-- GOAL --
Edit the listing below so that every occurrence of "bounding box" reads "rectangular frame", keeping everything else the same. Omit the pictures from your version.
::: SUPPLIED RECORDS :::
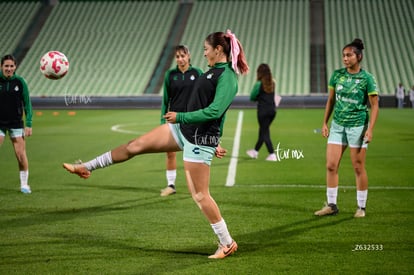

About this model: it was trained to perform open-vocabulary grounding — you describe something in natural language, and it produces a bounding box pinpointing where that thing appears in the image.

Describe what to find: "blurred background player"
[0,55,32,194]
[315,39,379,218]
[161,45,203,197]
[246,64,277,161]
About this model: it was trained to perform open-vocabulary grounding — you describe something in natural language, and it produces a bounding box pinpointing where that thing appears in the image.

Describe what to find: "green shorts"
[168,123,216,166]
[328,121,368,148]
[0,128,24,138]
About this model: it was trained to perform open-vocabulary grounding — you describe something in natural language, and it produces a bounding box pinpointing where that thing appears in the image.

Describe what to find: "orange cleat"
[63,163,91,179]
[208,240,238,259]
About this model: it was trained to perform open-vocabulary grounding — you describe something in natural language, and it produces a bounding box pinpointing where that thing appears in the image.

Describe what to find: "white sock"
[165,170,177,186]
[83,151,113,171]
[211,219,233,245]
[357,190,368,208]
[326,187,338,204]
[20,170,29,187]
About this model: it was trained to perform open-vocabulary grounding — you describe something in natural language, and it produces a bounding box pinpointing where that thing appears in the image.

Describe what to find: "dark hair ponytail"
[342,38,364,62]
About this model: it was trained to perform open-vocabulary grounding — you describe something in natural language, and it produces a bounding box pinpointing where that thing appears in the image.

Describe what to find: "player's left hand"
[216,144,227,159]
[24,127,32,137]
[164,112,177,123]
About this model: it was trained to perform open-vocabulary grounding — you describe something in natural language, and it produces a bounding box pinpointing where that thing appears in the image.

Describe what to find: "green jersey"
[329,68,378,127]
:::
-- EXERCISE OUTPUT --
About this model: it was trained to perform open-vocabulary grounding — you describe something in natural language, and it produces a rectangular frame pinpointing where that thing appears in the image.

Describe what to find: "blurred background player"
[0,55,32,194]
[315,39,379,218]
[161,45,203,197]
[246,64,277,161]
About this model: it was trained to perform open-vocabulary grounding — you describe something in natural language, and it produces a rectangular frame pinpointing where that thing appears in the image.

Describe what to find: "green shorts"
[168,123,216,166]
[328,121,368,148]
[0,128,24,138]
About this model: it was trained to perform open-vocabulary grounding — you describe something in natural language, and it produces a rectangular frame pinpointing where that thing appears in the image.

Describe what to find: "orange cleat"
[63,163,91,179]
[208,240,238,259]
About this model: it was trained to perform open-vocabulary grounding — you describe something in natural language, and it produces a rectangular frame pinpointing where that thing appears in the image.

Describe what to find: "white sock"
[165,170,177,186]
[83,151,113,171]
[211,219,233,245]
[357,190,368,208]
[326,187,338,204]
[20,170,29,187]
About this model: it was trained to perform open-vocabulary grounding — you describe something in natural language, and it produces a rectangular frame pinpointing where that thing appears in the image.

Describe what to find: "dark hair ponytail"
[342,38,364,62]
About this model: it was trained to perform open-vocabulary grounding — you describe something in natural language, and it produces a rectangular frame pinpointing where that thing appears in the image.

Describe what to find: "player's left hand"
[216,144,227,159]
[24,127,32,137]
[164,112,177,123]
About this model: it was trained to perform open-vocabulary grounding — you describe something in natural language, and it produces a rectangular frame pinpointing where that thing appears in the image.

Describe what to find: "green jersey"
[329,68,378,127]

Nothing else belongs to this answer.